- **Work order**
For every record that follows, write out the text exactly and omit the picture, if one is present.

- **Information given**
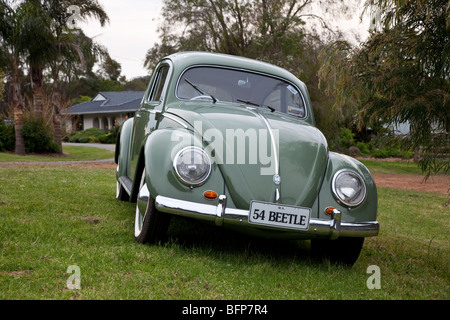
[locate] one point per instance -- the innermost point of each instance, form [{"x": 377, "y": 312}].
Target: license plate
[{"x": 279, "y": 215}]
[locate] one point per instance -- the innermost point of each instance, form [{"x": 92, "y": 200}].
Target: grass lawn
[
  {"x": 392, "y": 167},
  {"x": 55, "y": 217},
  {"x": 70, "y": 153}
]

- **Result**
[locate] one point per instance -- the innermost point of each instance, form [{"x": 377, "y": 312}].
Target: license plate
[{"x": 279, "y": 215}]
[locate] one point per instance -- the innermost point of each instance, form [{"x": 92, "y": 200}].
Target: grass lawn
[
  {"x": 392, "y": 167},
  {"x": 55, "y": 217},
  {"x": 70, "y": 153}
]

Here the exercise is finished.